** Start RECORDED INFORMATION **
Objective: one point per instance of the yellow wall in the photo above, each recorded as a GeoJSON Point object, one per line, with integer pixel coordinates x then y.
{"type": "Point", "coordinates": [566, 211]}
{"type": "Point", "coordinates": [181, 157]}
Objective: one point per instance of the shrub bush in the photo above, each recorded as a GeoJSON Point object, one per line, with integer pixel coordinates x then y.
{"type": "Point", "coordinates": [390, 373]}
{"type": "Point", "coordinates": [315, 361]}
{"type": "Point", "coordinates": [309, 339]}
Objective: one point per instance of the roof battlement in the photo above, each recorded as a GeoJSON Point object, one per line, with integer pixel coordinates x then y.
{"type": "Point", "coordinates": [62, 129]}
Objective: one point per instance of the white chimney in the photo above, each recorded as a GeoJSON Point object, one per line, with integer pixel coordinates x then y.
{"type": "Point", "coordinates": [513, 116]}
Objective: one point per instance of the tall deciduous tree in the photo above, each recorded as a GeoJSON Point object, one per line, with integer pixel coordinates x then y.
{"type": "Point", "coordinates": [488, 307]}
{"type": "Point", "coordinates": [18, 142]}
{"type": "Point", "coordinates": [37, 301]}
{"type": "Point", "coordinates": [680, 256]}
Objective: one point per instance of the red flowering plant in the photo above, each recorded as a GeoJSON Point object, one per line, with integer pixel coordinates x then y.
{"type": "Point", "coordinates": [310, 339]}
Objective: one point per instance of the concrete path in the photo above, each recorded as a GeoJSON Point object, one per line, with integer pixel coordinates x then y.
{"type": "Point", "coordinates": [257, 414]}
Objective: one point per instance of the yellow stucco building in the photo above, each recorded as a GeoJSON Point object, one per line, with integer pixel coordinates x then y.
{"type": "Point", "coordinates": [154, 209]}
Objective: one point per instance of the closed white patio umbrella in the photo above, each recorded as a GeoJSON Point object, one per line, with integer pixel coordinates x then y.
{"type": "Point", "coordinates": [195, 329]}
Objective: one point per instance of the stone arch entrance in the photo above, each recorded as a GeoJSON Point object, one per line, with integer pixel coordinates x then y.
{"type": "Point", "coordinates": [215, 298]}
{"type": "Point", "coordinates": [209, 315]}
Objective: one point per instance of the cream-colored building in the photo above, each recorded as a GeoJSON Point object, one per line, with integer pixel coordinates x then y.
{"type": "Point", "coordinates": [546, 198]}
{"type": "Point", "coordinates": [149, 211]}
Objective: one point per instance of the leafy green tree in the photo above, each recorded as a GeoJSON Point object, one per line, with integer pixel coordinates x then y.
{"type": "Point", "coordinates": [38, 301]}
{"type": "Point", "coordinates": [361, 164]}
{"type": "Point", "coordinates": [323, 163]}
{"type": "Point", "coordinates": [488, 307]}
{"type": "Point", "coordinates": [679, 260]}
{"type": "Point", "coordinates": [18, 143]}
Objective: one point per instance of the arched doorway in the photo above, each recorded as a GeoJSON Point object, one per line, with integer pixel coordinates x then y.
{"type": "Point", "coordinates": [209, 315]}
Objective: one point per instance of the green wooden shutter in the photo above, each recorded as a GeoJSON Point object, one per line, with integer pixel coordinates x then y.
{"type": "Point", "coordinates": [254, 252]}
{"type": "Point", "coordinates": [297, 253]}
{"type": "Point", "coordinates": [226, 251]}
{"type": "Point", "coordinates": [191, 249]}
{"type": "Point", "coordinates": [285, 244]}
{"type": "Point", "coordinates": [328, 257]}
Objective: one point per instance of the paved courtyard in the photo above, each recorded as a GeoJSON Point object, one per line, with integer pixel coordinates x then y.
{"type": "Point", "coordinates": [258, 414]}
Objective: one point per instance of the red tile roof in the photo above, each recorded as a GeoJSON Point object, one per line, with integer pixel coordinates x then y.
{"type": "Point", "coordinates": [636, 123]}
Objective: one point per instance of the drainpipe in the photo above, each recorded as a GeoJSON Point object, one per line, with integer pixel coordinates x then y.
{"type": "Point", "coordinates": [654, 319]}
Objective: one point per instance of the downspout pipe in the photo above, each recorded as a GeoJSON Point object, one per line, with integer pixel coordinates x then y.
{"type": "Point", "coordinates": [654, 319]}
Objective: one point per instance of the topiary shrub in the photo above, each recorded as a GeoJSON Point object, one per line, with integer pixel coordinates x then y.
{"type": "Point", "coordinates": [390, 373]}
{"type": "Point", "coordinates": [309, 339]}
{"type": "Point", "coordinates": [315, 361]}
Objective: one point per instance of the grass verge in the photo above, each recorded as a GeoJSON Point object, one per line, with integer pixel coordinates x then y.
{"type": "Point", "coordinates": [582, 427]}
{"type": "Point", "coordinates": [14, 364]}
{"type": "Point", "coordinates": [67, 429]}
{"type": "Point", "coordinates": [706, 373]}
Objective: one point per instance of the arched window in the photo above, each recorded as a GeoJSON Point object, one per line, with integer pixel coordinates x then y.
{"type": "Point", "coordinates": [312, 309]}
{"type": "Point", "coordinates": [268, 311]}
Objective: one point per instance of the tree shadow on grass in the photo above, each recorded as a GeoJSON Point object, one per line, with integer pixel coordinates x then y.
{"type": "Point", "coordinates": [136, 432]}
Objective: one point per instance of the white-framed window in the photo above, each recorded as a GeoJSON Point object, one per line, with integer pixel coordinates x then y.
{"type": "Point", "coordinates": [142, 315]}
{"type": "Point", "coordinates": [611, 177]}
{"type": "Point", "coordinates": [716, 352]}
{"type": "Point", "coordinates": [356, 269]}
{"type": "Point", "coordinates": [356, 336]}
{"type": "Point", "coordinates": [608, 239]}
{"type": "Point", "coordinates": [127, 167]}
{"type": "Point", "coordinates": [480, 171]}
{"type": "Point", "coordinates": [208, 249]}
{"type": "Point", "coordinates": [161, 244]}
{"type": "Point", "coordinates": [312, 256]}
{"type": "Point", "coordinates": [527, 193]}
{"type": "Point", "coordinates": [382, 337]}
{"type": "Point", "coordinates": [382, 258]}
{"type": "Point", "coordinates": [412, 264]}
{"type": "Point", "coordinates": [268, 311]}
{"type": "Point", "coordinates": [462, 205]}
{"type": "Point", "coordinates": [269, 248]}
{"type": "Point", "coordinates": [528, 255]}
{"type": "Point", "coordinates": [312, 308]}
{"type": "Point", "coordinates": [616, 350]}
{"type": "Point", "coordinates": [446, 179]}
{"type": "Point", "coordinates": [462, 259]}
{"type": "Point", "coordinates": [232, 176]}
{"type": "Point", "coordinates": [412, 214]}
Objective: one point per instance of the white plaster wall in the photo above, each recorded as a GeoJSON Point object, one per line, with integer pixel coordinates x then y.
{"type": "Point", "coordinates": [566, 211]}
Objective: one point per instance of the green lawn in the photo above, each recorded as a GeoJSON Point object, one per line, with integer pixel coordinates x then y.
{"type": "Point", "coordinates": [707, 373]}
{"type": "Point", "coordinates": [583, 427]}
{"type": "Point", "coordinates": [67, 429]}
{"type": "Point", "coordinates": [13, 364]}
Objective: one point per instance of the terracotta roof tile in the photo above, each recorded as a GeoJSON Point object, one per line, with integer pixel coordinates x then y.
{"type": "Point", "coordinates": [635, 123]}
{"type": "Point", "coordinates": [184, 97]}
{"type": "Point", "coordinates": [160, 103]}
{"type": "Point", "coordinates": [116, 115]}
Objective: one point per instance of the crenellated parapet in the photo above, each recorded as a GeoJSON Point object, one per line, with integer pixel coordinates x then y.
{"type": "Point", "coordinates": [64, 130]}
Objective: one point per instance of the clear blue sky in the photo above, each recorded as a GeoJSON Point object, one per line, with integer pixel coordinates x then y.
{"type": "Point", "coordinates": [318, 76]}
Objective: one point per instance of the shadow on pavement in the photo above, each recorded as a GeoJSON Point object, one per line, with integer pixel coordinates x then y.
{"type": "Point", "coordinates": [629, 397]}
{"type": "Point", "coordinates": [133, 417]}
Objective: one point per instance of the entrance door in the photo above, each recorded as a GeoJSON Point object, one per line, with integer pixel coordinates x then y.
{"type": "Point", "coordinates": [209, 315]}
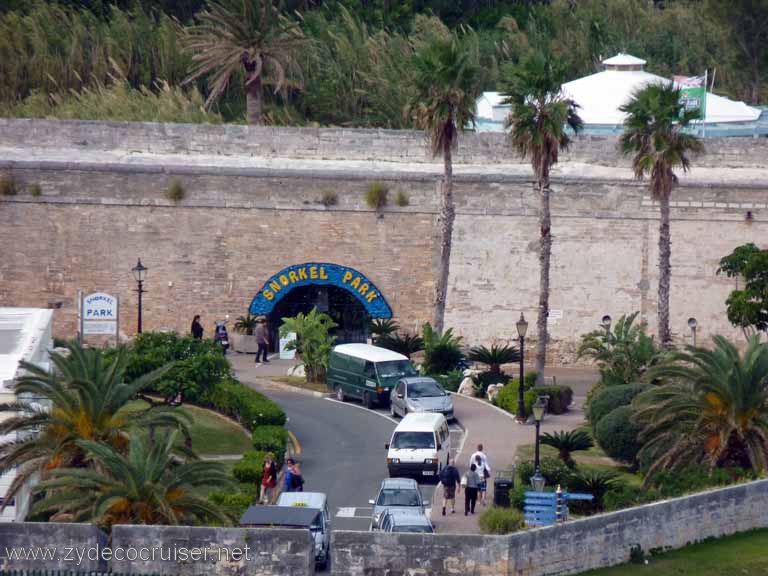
** End RECORDED INFORMATION **
- **WHAT YOU WILL DO**: Arrange the lines above, from the one containing "Objective: one point per instance of the clear" through the end of the material, as a JSON list of strings with one string per line. Skip blank lines and leave the pictures out.

- **EXPECTED ANSWER**:
[
  "Objective: one point per instance of the clear blue sky in the photo above, each recorded as a GeoJSON Point object, one per line, with integer pixel coordinates x then y.",
  "{\"type\": \"Point\", \"coordinates\": [318, 76]}",
  "Objective: one point per instance of the shadow on pavement in the photo above, each recorded as a GeoJSON Point object, one per line, with integer pixel coordinates x then y.",
  "{\"type\": \"Point\", \"coordinates\": [629, 397]}",
  "{\"type\": \"Point\", \"coordinates\": [133, 417]}",
  "Objective: one point per instance of the entrance door in the photo above, each recorded as a GeoJSON Point object, one per line, with integer pixel coordinates x then y.",
  "{\"type\": \"Point\", \"coordinates\": [209, 315]}"
]